• [Task]: Can you update the lines from the first one up to and including the line with "M59 0L57 3L52" by changing "hillside" to "slope", leaving everything else as it is and returning only those lines?

• [Provided data]:
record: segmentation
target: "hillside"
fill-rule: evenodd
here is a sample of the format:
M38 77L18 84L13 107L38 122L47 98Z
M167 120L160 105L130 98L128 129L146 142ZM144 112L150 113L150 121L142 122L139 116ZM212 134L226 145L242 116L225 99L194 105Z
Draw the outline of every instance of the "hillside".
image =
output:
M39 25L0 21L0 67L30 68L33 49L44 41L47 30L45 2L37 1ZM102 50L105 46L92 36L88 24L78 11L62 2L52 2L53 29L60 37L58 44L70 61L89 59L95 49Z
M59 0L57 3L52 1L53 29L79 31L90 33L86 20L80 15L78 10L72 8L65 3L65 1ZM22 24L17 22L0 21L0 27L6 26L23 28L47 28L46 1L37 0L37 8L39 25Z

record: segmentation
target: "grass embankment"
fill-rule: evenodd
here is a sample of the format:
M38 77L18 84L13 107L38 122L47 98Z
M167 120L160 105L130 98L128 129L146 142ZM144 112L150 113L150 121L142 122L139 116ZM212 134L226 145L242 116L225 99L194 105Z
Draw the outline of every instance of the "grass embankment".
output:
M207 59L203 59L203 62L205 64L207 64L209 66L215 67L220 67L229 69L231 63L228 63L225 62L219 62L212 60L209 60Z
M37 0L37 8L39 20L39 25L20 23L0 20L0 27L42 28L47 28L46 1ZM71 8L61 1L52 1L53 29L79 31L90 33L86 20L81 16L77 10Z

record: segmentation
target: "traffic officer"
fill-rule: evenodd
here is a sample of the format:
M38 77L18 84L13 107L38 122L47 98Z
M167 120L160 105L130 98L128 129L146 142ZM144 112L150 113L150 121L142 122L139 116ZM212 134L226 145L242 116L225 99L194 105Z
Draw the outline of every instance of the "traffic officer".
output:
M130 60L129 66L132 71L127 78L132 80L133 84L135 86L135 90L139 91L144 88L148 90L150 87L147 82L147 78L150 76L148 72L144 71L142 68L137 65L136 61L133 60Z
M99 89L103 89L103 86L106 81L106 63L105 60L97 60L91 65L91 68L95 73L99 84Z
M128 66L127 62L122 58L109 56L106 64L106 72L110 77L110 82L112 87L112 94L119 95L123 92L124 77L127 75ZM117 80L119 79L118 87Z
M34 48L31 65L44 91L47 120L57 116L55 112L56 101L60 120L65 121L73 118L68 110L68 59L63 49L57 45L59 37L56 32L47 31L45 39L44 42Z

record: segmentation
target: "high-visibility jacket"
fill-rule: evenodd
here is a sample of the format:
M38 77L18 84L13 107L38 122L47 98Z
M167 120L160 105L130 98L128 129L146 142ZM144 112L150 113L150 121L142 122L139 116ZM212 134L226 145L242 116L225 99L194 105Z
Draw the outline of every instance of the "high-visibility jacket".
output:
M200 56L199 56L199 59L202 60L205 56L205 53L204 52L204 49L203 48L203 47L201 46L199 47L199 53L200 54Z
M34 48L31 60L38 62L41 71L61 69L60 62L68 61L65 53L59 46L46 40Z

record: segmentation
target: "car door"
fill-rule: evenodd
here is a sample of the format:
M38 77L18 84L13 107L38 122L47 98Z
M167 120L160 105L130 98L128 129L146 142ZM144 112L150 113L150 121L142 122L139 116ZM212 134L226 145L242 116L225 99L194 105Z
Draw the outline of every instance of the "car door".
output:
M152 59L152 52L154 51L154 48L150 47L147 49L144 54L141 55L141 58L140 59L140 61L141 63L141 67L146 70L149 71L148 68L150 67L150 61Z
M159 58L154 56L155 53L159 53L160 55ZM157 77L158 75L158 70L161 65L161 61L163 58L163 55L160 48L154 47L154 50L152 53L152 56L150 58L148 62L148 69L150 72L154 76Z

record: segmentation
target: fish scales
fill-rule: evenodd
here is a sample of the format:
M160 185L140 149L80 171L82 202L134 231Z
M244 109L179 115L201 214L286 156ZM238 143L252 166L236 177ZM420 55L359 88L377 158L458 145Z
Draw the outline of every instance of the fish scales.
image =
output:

• [Response to this task]:
record: segmentation
target: "slope"
fill-rule: evenodd
here is a sample of the format:
M38 77L18 84L13 107L38 122L47 98Z
M167 120L160 105L130 98L128 129L146 142ZM144 112L150 113L150 121L142 122L139 116ZM212 134L226 145L242 116L225 99L194 105Z
Draw the outline of every instance of the "slope".
image =
output:
M39 25L0 21L0 67L30 68L33 49L44 41L47 30L45 2L37 1ZM102 50L105 46L92 36L88 24L78 11L62 2L52 2L53 29L60 37L58 44L70 61L89 59L95 49Z
M59 0L57 3L52 1L53 29L79 31L90 33L86 20L80 15L78 10L72 8L65 3L65 1ZM22 24L17 22L0 21L0 27L6 26L23 28L47 28L46 1L37 0L37 8L39 25Z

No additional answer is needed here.